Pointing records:
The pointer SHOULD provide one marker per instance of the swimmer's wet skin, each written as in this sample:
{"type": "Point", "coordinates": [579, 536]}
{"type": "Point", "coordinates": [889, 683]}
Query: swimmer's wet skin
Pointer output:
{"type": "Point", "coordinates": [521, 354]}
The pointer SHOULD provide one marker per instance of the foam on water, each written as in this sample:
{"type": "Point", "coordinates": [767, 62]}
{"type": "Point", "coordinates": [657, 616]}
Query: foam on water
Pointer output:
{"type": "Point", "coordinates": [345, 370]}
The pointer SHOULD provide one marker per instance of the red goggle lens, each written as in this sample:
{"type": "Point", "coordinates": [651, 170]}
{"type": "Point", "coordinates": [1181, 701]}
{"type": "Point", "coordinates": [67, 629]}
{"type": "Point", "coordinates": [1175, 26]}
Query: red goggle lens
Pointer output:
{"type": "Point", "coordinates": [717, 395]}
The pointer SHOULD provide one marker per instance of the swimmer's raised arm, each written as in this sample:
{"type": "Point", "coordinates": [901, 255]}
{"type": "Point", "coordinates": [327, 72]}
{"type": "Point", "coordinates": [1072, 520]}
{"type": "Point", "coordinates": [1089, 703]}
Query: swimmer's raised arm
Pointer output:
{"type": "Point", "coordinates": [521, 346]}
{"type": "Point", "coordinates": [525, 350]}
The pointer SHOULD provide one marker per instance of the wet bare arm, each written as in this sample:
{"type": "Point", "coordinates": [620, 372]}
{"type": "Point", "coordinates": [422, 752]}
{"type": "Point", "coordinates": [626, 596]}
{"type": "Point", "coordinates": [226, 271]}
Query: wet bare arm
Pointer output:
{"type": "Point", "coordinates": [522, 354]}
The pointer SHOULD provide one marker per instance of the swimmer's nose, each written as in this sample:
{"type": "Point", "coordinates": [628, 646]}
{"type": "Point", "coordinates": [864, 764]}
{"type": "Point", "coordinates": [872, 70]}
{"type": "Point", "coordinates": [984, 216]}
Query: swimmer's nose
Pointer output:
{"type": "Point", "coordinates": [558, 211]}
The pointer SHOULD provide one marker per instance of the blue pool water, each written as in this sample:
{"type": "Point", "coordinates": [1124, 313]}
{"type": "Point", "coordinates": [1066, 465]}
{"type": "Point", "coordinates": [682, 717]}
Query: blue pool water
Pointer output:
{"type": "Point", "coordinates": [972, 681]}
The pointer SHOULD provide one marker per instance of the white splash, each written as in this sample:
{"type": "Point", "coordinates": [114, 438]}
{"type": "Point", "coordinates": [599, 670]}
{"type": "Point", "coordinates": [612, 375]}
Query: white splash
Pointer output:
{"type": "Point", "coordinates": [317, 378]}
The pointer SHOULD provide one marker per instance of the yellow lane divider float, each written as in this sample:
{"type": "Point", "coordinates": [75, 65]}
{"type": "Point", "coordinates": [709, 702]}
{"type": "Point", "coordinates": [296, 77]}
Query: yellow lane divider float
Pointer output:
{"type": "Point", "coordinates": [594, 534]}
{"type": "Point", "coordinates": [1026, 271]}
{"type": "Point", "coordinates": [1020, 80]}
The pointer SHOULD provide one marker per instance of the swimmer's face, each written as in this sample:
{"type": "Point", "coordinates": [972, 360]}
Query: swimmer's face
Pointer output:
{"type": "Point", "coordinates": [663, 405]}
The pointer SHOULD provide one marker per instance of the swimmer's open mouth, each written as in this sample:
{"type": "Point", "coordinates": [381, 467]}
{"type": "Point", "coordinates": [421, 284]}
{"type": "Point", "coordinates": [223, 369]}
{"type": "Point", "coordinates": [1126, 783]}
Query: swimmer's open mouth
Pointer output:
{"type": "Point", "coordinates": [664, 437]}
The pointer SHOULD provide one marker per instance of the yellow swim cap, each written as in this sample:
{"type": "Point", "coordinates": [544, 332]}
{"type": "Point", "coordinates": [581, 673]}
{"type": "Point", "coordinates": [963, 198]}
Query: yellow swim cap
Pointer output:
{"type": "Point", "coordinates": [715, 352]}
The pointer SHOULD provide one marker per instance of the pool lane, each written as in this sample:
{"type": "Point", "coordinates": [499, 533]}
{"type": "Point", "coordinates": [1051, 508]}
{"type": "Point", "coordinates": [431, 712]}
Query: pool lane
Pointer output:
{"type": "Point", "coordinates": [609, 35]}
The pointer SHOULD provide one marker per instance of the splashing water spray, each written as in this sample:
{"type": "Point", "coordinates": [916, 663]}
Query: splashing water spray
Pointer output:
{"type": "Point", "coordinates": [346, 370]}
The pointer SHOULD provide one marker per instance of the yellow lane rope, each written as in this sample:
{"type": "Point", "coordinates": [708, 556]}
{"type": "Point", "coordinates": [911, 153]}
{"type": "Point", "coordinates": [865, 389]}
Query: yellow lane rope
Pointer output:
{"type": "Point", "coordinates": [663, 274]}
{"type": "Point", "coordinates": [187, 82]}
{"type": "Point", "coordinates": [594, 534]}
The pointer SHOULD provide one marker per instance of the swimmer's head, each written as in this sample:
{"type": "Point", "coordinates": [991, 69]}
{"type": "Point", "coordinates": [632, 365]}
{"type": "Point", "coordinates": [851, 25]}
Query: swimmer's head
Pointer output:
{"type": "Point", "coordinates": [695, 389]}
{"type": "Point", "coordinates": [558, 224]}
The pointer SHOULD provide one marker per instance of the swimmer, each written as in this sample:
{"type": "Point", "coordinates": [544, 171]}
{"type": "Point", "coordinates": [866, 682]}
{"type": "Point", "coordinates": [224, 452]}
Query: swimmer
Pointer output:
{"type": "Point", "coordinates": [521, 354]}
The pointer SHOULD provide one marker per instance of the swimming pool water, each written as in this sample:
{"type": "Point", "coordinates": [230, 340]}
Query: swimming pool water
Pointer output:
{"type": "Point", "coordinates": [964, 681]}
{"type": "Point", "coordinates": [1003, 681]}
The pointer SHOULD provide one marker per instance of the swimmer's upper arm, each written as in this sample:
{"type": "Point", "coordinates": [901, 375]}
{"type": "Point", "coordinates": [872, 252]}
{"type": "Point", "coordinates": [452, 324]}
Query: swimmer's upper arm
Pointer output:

* WRITTEN TASK
Print out these items again line for line, without changing anything.

* WRITTEN ANSWER
The pointer SHOULD provide one marker per instance of the swimmer's wet skin, each written as in this sample:
{"type": "Point", "coordinates": [579, 536]}
{"type": "Point", "coordinates": [889, 683]}
Query: swimmer's wet skin
Pointer output:
{"type": "Point", "coordinates": [521, 354]}
The pointer SHOULD provide one marker per instance of the foam on water, each written as in this sample:
{"type": "Point", "coordinates": [767, 62]}
{"type": "Point", "coordinates": [657, 616]}
Query: foam on water
Pointer output:
{"type": "Point", "coordinates": [345, 370]}
The pointer SHOULD provide one marker per instance of the red goggle lens, each written as in this sample:
{"type": "Point", "coordinates": [651, 170]}
{"type": "Point", "coordinates": [1181, 701]}
{"type": "Point", "coordinates": [67, 629]}
{"type": "Point", "coordinates": [1175, 26]}
Query: red goggle lens
Pointer output:
{"type": "Point", "coordinates": [717, 395]}
The pointer SHOULD provide one marker per instance of the swimmer's raised arm, each written as in this sample:
{"type": "Point", "coordinates": [901, 255]}
{"type": "Point", "coordinates": [327, 72]}
{"type": "Point", "coordinates": [1072, 520]}
{"type": "Point", "coordinates": [1089, 703]}
Query: swimmer's raised arm
Pointer output:
{"type": "Point", "coordinates": [521, 346]}
{"type": "Point", "coordinates": [525, 350]}
The pointer SHOULD provide one marker per instance of the wet bare arm, each written as in this sample:
{"type": "Point", "coordinates": [620, 372]}
{"type": "Point", "coordinates": [422, 752]}
{"type": "Point", "coordinates": [626, 596]}
{"type": "Point", "coordinates": [226, 271]}
Query: wet bare arm
Pointer output:
{"type": "Point", "coordinates": [522, 354]}
The pointer SHOULD provide one marker per instance of the swimmer's nose, each written as in this sample:
{"type": "Point", "coordinates": [628, 646]}
{"type": "Point", "coordinates": [864, 764]}
{"type": "Point", "coordinates": [872, 70]}
{"type": "Point", "coordinates": [984, 216]}
Query: swimmer's nose
Pointer output:
{"type": "Point", "coordinates": [558, 211]}
The pointer SHOULD provide one marker per instance of the blue pool water, each written as in this sample:
{"type": "Point", "coordinates": [1124, 313]}
{"type": "Point", "coordinates": [1066, 465]}
{"type": "Point", "coordinates": [682, 717]}
Query: blue pool water
Pointer output:
{"type": "Point", "coordinates": [972, 681]}
The pointer SHOULD provide one marker per instance of the white splash, each written as in this sample:
{"type": "Point", "coordinates": [114, 438]}
{"type": "Point", "coordinates": [599, 670]}
{"type": "Point", "coordinates": [612, 375]}
Query: white splash
Pointer output:
{"type": "Point", "coordinates": [317, 378]}
The pointer SHOULD provide one marker per instance of the yellow lane divider float, each written as in this sample:
{"type": "Point", "coordinates": [75, 65]}
{"type": "Point", "coordinates": [709, 702]}
{"type": "Point", "coordinates": [296, 77]}
Query: yellow lane divider float
Pointer output:
{"type": "Point", "coordinates": [594, 534]}
{"type": "Point", "coordinates": [1026, 271]}
{"type": "Point", "coordinates": [1020, 80]}
The pointer SHOULD provide one marker per instance of the swimmer's face, each written as in this sample:
{"type": "Point", "coordinates": [972, 360]}
Query: swimmer's face
Pointer output:
{"type": "Point", "coordinates": [663, 405]}
The pointer SHOULD provide one marker per instance of the swimmer's open mouth, each written as in this sample:
{"type": "Point", "coordinates": [381, 467]}
{"type": "Point", "coordinates": [421, 284]}
{"type": "Point", "coordinates": [223, 369]}
{"type": "Point", "coordinates": [1126, 783]}
Query: swimmer's open mouth
Pointer output:
{"type": "Point", "coordinates": [664, 437]}
The pointer SHOULD provide one marker per instance of the yellow swim cap, each written as in this sample:
{"type": "Point", "coordinates": [544, 332]}
{"type": "Point", "coordinates": [581, 673]}
{"type": "Point", "coordinates": [963, 198]}
Query: yellow swim cap
Pointer output:
{"type": "Point", "coordinates": [715, 352]}
The pointer SHOULD provide one marker per instance of the pool lane, each written as in this sample:
{"type": "Point", "coordinates": [499, 533]}
{"type": "Point", "coordinates": [1051, 508]}
{"type": "Point", "coordinates": [431, 712]}
Query: pool lane
Pointer output:
{"type": "Point", "coordinates": [609, 35]}
The pointer SHOULD provide one marker per instance of the splashing water spray, each written as in this sample:
{"type": "Point", "coordinates": [916, 663]}
Query: splashing water spray
Pointer output:
{"type": "Point", "coordinates": [346, 370]}
The pointer SHOULD provide one marker per instance of the yellow lane rope, each written as in this sample:
{"type": "Point", "coordinates": [708, 556]}
{"type": "Point", "coordinates": [911, 153]}
{"type": "Point", "coordinates": [865, 389]}
Query: yellow lane rope
Pointer output:
{"type": "Point", "coordinates": [663, 274]}
{"type": "Point", "coordinates": [187, 82]}
{"type": "Point", "coordinates": [594, 534]}
The pointer SHOULD provide one marker per instance of the swimmer's head, each written as in this sample:
{"type": "Point", "coordinates": [991, 69]}
{"type": "Point", "coordinates": [632, 365]}
{"type": "Point", "coordinates": [851, 25]}
Query: swimmer's head
Pointer output:
{"type": "Point", "coordinates": [695, 389]}
{"type": "Point", "coordinates": [558, 224]}
The pointer SHOULD provide one marker per instance of the swimmer, each written as in this sample:
{"type": "Point", "coordinates": [544, 171]}
{"type": "Point", "coordinates": [866, 682]}
{"type": "Point", "coordinates": [224, 452]}
Query: swimmer
Pointer output:
{"type": "Point", "coordinates": [521, 354]}
The pointer SHOULD provide one marker per instance of the swimming pool water, each written as in this sample:
{"type": "Point", "coordinates": [230, 340]}
Query: swimming pool water
Pointer output:
{"type": "Point", "coordinates": [964, 681]}
{"type": "Point", "coordinates": [1003, 681]}
The pointer SHOULD provide one marker per instance of the swimmer's upper arm, each written as in this sample:
{"type": "Point", "coordinates": [901, 375]}
{"type": "Point", "coordinates": [872, 252]}
{"type": "Point", "coordinates": [452, 324]}
Query: swimmer's upper arm
Pointer output:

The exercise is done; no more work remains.